● **WHAT THE EXERCISE ASKS**
Output the full set of records exactly.
..............................
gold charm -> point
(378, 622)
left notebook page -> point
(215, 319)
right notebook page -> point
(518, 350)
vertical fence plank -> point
..............................
● **ANSWER FOR THIS EXERCISE**
gold charm -> point
(378, 622)
left notebook page -> point
(215, 319)
right notebook page -> point
(518, 350)
vertical fence plank -> point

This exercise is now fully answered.